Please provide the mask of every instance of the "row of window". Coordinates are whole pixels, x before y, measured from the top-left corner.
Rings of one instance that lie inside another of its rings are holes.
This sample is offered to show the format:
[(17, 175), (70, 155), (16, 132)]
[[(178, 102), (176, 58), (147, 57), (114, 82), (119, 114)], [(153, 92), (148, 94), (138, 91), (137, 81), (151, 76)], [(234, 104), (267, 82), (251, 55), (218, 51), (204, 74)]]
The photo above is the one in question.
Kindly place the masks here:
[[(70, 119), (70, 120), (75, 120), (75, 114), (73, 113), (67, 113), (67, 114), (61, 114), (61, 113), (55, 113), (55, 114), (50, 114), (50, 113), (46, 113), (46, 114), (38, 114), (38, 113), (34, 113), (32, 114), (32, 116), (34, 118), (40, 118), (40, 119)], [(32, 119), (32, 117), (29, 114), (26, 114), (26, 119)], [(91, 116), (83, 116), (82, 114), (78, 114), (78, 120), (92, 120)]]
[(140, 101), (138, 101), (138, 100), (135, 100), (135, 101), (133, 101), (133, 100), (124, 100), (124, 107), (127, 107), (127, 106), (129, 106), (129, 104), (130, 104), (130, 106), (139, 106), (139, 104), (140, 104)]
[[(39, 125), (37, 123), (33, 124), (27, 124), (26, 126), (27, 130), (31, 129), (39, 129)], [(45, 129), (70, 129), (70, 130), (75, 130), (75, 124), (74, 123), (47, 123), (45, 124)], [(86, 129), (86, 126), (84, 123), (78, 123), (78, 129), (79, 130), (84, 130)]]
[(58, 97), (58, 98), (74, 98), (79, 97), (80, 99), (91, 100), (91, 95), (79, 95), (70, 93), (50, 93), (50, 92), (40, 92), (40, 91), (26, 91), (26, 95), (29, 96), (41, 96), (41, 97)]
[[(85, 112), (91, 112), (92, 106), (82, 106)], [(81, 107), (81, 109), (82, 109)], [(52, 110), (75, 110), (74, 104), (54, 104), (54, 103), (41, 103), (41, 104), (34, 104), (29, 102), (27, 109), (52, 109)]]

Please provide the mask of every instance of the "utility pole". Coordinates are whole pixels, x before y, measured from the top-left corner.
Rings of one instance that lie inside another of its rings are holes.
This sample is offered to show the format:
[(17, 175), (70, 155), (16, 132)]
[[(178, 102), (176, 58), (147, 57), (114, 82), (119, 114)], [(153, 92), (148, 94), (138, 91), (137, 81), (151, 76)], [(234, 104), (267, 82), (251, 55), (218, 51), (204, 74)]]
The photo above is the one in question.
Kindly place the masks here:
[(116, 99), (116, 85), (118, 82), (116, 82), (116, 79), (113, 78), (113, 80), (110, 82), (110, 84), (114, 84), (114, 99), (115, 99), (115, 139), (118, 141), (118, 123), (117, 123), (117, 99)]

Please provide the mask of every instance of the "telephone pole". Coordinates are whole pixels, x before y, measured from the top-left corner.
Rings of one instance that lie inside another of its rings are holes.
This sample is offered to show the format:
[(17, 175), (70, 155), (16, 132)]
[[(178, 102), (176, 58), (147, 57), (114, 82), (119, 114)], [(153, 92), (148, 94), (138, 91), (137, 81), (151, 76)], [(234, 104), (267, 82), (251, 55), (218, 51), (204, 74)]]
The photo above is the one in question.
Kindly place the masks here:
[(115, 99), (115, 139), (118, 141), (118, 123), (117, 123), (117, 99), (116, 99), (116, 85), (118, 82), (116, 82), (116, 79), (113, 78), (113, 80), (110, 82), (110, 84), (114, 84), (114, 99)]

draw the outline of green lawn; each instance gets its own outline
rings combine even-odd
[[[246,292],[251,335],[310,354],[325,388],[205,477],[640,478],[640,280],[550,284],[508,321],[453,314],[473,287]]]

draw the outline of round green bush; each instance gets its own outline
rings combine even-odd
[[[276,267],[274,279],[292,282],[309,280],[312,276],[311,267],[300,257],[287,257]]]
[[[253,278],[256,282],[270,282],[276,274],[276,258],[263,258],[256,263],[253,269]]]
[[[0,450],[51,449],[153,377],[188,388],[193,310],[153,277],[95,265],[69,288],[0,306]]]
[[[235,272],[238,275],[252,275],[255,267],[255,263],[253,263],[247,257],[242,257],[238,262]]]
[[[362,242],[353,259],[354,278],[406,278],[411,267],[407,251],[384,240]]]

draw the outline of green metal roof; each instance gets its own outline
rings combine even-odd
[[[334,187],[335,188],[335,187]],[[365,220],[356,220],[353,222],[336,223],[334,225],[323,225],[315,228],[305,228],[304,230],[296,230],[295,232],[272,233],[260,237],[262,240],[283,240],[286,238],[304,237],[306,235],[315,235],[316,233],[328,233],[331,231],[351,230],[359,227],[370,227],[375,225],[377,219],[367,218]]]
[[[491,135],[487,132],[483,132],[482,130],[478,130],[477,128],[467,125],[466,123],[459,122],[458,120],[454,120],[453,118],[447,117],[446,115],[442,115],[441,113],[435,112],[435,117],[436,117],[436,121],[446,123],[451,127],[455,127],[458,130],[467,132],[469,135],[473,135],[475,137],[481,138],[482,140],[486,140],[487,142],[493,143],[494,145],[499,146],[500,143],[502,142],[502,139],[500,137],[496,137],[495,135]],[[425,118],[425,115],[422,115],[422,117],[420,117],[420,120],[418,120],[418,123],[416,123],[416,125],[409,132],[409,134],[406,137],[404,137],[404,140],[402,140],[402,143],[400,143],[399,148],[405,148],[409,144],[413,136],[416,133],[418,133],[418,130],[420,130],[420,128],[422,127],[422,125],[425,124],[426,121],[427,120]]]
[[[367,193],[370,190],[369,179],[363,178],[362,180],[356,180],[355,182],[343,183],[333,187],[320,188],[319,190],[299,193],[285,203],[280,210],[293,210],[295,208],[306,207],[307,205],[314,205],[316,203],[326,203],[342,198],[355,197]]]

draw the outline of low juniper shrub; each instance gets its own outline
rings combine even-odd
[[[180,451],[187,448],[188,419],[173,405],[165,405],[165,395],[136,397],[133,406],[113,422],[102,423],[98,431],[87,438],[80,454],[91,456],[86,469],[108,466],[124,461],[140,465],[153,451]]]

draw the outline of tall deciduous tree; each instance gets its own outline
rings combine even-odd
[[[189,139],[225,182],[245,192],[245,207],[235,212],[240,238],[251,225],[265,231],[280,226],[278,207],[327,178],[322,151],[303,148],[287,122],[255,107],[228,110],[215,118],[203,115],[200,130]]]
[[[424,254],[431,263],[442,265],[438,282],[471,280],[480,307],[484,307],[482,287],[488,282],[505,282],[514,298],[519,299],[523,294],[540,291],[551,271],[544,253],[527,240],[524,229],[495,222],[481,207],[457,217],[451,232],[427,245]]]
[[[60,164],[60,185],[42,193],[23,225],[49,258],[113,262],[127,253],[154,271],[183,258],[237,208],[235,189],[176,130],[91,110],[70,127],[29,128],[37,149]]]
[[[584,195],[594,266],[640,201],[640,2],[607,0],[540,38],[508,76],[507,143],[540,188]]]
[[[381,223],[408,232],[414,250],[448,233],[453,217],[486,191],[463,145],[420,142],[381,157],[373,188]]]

------------------------------------------------

▶ Task goal
Repeat all the entries above without altering anything.

▶ Response to this task
Please provide the mask of every instance of the "row of window". Coordinates are whole pixels, x before y, measured from the top-left corner.
Rings of one instance that lie inside another of its rings are holes.
This sample is offered to show the format:
[(17, 175), (70, 155), (16, 132)]
[[(178, 102), (176, 58), (147, 57), (114, 82), (119, 114)], [(153, 92), (148, 94), (138, 91), (137, 81), (151, 76)], [(234, 104), (267, 82), (251, 55), (218, 51), (204, 74)]]
The photo above is the one in question.
Kindly place the masks here:
[[(70, 119), (70, 120), (75, 120), (75, 114), (73, 113), (67, 113), (67, 114), (61, 114), (61, 113), (55, 113), (55, 114), (50, 114), (50, 113), (46, 113), (46, 114), (38, 114), (38, 113), (34, 113), (32, 114), (32, 116), (34, 118), (40, 118), (40, 119)], [(32, 119), (32, 117), (29, 114), (26, 114), (26, 119)], [(91, 116), (83, 116), (82, 114), (78, 114), (78, 120), (92, 120)]]
[(140, 101), (138, 101), (138, 100), (135, 100), (135, 101), (133, 101), (133, 100), (124, 100), (124, 107), (127, 107), (127, 106), (129, 106), (129, 104), (130, 104), (130, 106), (139, 106), (139, 104), (140, 104)]
[[(39, 125), (37, 123), (33, 124), (27, 124), (26, 126), (27, 130), (31, 129), (39, 129)], [(45, 129), (70, 129), (70, 130), (75, 130), (75, 124), (74, 123), (47, 123), (45, 124)], [(86, 129), (86, 126), (84, 123), (78, 123), (78, 129), (79, 130), (84, 130)]]
[(58, 97), (58, 98), (74, 98), (79, 97), (80, 99), (91, 100), (91, 95), (79, 95), (70, 93), (50, 93), (50, 92), (40, 92), (40, 91), (26, 91), (26, 95), (29, 96), (41, 96), (41, 97)]
[[(85, 112), (91, 112), (92, 106), (82, 106)], [(81, 107), (81, 109), (82, 109)], [(52, 110), (75, 110), (74, 104), (54, 104), (54, 103), (41, 103), (41, 104), (34, 104), (29, 102), (27, 109), (52, 109)]]

Please provide the mask of every instance of the "utility pole". Coordinates are whole pixels, x before y, measured from the top-left corner.
Rings of one instance that lie inside another of its rings are holes.
This sample is offered to show the format:
[(17, 175), (70, 155), (16, 132)]
[[(178, 102), (176, 58), (147, 57), (114, 82), (119, 114)], [(153, 92), (148, 94), (138, 91), (137, 81), (151, 76)], [(234, 104), (267, 82), (251, 55), (218, 51), (204, 74)]]
The photo above is the one in question.
Kindly place the masks here:
[(116, 99), (116, 85), (118, 82), (116, 82), (116, 79), (113, 78), (113, 80), (110, 82), (110, 84), (114, 84), (114, 99), (115, 99), (115, 139), (118, 141), (118, 123), (117, 123), (117, 99)]

Please provide the mask of every instance of the "telephone pole". Coordinates are whole pixels, x before y, measured from the top-left corner.
Rings of one instance that lie inside another of its rings are holes.
This sample is offered to show the format:
[(17, 175), (70, 155), (16, 132)]
[[(178, 102), (176, 58), (147, 57), (114, 82), (119, 114)], [(153, 92), (148, 94), (138, 91), (137, 81), (151, 76)], [(234, 104), (267, 82), (251, 55), (218, 51), (204, 74)]]
The photo above is the one in question.
Kindly place the masks here:
[(115, 99), (115, 139), (118, 141), (118, 123), (117, 123), (117, 99), (116, 99), (116, 85), (118, 82), (116, 82), (116, 79), (113, 78), (113, 80), (110, 82), (110, 84), (114, 84), (114, 99)]

draw the outline of green lawn; each instance gets its own outline
rings combine even-odd
[[[246,292],[251,335],[310,354],[325,388],[205,477],[640,478],[640,280],[550,284],[508,321],[453,314],[473,287]]]

draw the outline of round green bush; each instance gets its own outline
rings combine even-odd
[[[276,267],[274,279],[292,282],[309,280],[312,276],[311,267],[300,257],[287,257]]]
[[[253,278],[256,282],[270,282],[276,274],[276,258],[263,258],[256,263],[253,269]]]
[[[0,450],[51,449],[153,377],[188,388],[193,310],[153,277],[95,265],[69,288],[0,306]]]
[[[235,272],[238,275],[252,275],[255,267],[255,263],[253,263],[247,257],[242,257],[238,262]]]
[[[362,242],[353,259],[354,278],[406,278],[411,267],[407,251],[384,240]]]

draw the outline of green metal roof; each instance gets its own outline
rings combine even-odd
[[[334,187],[335,188],[335,187]],[[365,220],[356,220],[353,222],[336,223],[334,225],[323,225],[315,228],[305,228],[304,230],[296,230],[295,232],[272,233],[260,237],[262,240],[283,240],[286,238],[304,237],[306,235],[315,235],[316,233],[328,233],[331,231],[351,230],[359,227],[370,227],[375,225],[377,219],[367,218]]]
[[[491,135],[487,132],[483,132],[482,130],[478,130],[477,128],[467,125],[466,123],[459,122],[458,120],[454,120],[453,118],[447,117],[446,115],[442,115],[441,113],[435,112],[435,117],[436,117],[436,121],[446,123],[451,127],[455,127],[458,130],[467,132],[469,135],[473,135],[475,137],[481,138],[482,140],[486,140],[487,142],[493,143],[494,145],[499,146],[500,143],[502,142],[502,139],[500,137],[496,137],[495,135]],[[425,118],[425,115],[422,115],[422,117],[420,117],[420,120],[418,120],[418,123],[416,123],[416,125],[409,132],[409,134],[406,137],[404,137],[404,140],[402,140],[402,143],[400,143],[399,148],[405,148],[409,144],[413,136],[416,133],[418,133],[418,130],[420,130],[420,128],[422,127],[422,125],[425,124],[426,121],[427,120]]]
[[[367,193],[370,190],[369,179],[363,178],[362,180],[356,180],[355,182],[343,183],[333,187],[320,188],[319,190],[299,193],[285,203],[280,210],[293,210],[295,208],[306,207],[307,205],[314,205],[316,203],[326,203],[342,198],[355,197]]]

draw the outline of low juniper shrub; each instance gets its own outline
rings combine even-odd
[[[180,451],[187,448],[188,419],[173,405],[165,405],[165,395],[136,397],[133,406],[113,422],[102,423],[98,431],[87,438],[80,454],[91,456],[86,469],[108,466],[124,461],[140,465],[153,451]]]

draw the outline of tall deciduous tree; each instance gets its own outline
rings combine even-odd
[[[189,139],[225,182],[245,192],[245,207],[235,212],[240,238],[251,225],[265,231],[280,226],[278,207],[327,178],[322,151],[303,148],[287,122],[255,107],[228,110],[215,118],[203,115],[200,130]]]
[[[424,254],[431,263],[442,265],[438,282],[471,280],[480,307],[484,307],[482,287],[488,282],[505,282],[514,298],[519,299],[523,294],[540,291],[551,271],[544,253],[527,240],[524,229],[495,222],[481,207],[457,217],[451,232],[427,245]]]
[[[60,164],[60,185],[42,193],[23,225],[49,258],[113,262],[127,253],[154,271],[183,258],[237,208],[235,189],[176,130],[91,110],[70,127],[29,128],[37,149]]]
[[[584,195],[594,266],[640,201],[640,2],[607,0],[540,38],[508,76],[507,143],[540,188]]]
[[[381,223],[408,232],[414,250],[448,233],[453,217],[486,191],[463,145],[420,142],[381,157],[373,188]]]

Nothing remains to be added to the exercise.